### Problems to solve
• a. In the passage on the Single UNIX Specification, translate this sentence into Spanish: "Both the specification and the trade mark are now managed and held in trust for the industry by X/Open Company."
• b. Answer these from the passage on the Single UNIX Specification:
(i) What name was the early specification known by?
(ii) What is given as the example of the technology element of the UNIX operating system?
(iii) Which organization holds the specification and the trade mark in trust for the industry?
• c. Carry the passage on the Single UNIX Specification forward, starting after its final sentence.

### Document section
□ □ □ □ □ □ □

This industry initiative worked through the proven processes of X/Open Company to develop a set of specifications by broad industry consensus, supported by a testing and branding program, that would deliver commonality across multiple implementations of UNIX systems. The early specification (known then as Spec 1170), took into account the interfaces utilized by the most widely used UNIX system applications to ensure historical application compatibility. This Single UNIX Specification now defines products that are called UNIX, and is backed by the X/Open branding program.

So What's New?

Previously the UNIX operating system has been a product with four elements (Figure 1); the specification (e.g. SVID) , the technology (e.g. SVR4), the registered trade mark (UNIX), and the product (e.g. UNIXWare).


Figure 1

With the Single UNIX Specification, there is now a single, open, consensus specification that defines a product. There is also a mark, or brand, that is used to identify those products that conform to the Single UNIX specification. Both the specification and the trade mark are now managed and held in trust for the industry by X/Open Company.

There will be many competing products, all implemented against the Single UNIX Specification, ensuring competition and vendor choice. There will be a limited number of technology suppliers, which vendors can licence and build their own product, all of them implementing the Single UNIX Specification. Buyers can expect each of these products to carry the X/Open UNIX brand as an guarantee of conformance to the specification and that the vendor stands behind a quality product.

□ □ □ □ □ □ □

### Rows
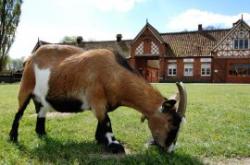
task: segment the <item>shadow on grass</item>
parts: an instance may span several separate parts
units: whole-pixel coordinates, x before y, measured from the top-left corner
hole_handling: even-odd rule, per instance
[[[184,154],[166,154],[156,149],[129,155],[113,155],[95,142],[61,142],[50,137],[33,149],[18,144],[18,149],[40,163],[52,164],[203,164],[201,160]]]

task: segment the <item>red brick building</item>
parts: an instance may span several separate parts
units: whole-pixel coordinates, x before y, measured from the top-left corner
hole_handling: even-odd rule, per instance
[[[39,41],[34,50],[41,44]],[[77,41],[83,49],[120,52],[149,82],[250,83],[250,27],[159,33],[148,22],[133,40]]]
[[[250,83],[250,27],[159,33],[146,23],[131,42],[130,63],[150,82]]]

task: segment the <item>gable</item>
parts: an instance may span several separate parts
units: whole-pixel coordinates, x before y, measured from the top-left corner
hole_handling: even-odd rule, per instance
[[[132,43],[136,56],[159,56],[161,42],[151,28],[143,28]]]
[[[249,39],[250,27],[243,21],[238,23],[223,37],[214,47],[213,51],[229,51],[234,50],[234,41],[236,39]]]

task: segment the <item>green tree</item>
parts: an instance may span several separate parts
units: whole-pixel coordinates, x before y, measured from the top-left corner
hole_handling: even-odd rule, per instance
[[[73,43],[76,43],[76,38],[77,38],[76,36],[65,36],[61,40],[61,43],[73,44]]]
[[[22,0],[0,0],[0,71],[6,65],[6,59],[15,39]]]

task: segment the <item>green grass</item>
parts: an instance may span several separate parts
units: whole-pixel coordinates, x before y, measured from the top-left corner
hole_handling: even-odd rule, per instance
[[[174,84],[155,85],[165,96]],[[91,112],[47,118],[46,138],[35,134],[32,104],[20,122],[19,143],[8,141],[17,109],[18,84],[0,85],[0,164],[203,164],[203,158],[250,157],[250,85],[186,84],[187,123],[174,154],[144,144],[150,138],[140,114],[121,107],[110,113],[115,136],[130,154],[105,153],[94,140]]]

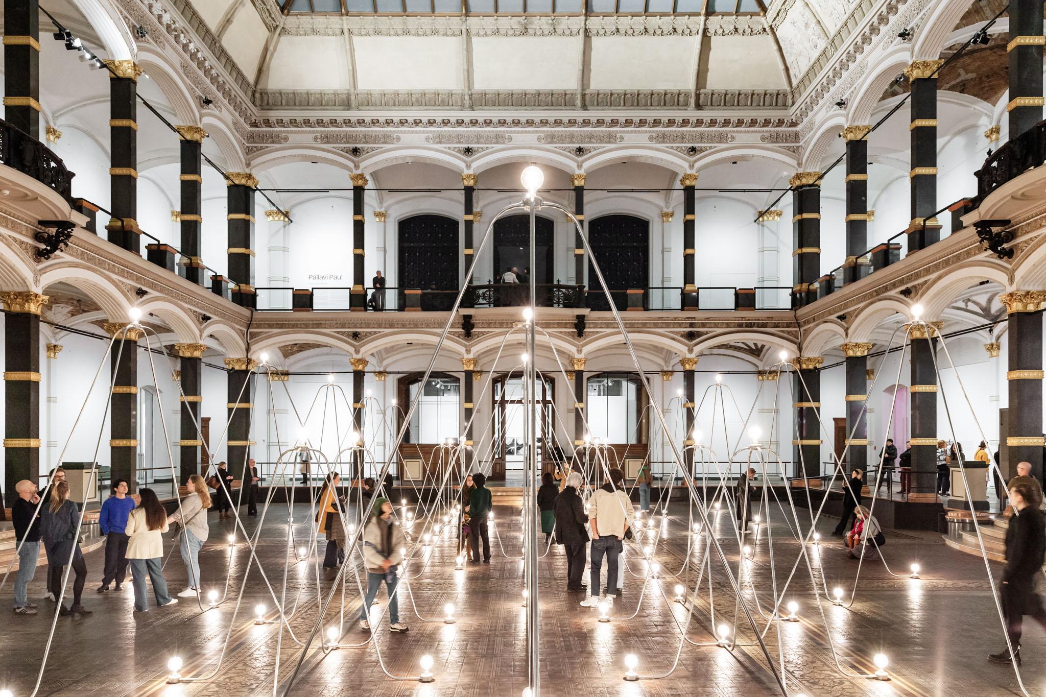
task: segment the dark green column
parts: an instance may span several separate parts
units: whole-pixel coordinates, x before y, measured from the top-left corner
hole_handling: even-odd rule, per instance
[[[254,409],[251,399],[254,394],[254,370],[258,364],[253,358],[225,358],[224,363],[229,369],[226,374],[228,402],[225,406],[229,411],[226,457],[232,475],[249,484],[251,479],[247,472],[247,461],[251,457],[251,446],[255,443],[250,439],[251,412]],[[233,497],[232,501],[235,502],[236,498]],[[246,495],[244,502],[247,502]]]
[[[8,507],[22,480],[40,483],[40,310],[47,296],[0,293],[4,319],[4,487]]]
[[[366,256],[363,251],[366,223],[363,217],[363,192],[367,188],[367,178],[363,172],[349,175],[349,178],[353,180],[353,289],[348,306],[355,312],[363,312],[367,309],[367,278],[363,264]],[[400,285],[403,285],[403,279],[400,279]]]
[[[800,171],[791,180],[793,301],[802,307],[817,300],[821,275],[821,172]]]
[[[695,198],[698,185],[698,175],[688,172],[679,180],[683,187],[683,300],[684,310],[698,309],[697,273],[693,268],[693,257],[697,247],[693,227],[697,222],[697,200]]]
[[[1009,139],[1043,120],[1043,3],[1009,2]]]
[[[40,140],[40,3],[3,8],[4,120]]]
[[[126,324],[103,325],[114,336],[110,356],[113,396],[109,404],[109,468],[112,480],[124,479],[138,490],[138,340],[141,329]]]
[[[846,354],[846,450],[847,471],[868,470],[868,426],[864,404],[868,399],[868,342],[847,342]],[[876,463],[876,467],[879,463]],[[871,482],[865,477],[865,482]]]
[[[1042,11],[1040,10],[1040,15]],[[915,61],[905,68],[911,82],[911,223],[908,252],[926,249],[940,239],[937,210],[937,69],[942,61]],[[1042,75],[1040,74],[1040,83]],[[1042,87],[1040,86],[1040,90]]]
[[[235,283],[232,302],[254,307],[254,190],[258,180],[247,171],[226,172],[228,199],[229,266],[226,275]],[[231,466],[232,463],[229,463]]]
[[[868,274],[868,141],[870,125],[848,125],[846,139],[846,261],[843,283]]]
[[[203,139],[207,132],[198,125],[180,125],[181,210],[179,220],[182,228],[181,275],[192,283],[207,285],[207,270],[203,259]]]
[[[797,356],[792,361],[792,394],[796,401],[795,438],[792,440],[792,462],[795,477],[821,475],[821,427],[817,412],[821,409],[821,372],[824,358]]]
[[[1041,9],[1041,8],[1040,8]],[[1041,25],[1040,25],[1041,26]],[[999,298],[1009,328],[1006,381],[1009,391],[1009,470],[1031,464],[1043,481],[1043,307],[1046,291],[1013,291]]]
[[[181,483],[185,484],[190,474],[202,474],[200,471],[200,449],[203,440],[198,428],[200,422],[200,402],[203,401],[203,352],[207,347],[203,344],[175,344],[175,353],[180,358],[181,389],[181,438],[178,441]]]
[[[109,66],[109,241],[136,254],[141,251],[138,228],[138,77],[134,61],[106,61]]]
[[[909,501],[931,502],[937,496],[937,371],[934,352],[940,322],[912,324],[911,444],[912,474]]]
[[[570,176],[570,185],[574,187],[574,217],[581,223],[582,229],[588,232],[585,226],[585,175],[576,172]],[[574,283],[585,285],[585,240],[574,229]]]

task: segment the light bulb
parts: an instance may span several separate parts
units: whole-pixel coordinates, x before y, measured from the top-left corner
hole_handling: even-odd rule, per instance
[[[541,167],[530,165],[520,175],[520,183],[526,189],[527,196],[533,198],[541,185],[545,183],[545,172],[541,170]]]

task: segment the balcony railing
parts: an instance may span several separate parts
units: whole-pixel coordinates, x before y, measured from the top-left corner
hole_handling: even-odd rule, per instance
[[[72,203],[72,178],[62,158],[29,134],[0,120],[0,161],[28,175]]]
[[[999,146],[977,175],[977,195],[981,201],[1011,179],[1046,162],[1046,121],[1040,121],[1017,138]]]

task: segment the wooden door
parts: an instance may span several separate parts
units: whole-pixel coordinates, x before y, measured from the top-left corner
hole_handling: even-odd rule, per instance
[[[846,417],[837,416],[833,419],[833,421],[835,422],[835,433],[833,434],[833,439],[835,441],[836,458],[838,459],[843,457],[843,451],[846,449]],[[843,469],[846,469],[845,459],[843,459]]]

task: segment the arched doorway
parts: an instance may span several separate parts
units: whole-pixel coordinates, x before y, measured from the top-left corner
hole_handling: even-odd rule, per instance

□ □ □ □ □ □ □

### Answers for this exercise
• a. Tanto la especificación como la marca registrada están ahora gestionadas y custodiadas en fideicomiso para la industria por X/Open Company.

• b.
(i) Spec 1170
(ii) SVR4
(iii) X/Open Company

• c.
UNIX is now no longer just the operating system product from AT&T (later, Novell), documented by the System V Interface Definition (SVID), controlled and licensed from a single point. Neither is it a collection of slightly different products from different vendors, each extended in slightly different ways. The UNIX specification has been separated from its licensed source-code product, and "UNIX'' has become a single stable specification to be used to develop portable applications that run on systems conforming to the Single UNIX Specification

Portability is ensured because the single set of APIs is supported on all branded products. Customers benefit from flexibility and freedom of choice because they are now able to build large scale systems using 'best of breed' products.

Work on defining and agreeing the exact content of the Single UNIX Specification began towards the end of 1993 and was completed in the third quarter of 1994. In parallel with this activity, X/Open Company extended its branding program to include UNIX system products that meet the specification and conformance requirements. In joining the program and branding its products a vendor warrants and represents that any branded product: conforms to the specification; will continue to conform to the specification; and if there is a non-conformance it will be rectified in an agreed time.

To support the branding program, X/Open has developed a comprehensive set of software test tools. These test suites are used by the vendor to help ensure that the vendor has the confidence to stand behind the guarantee that they give when branding their products.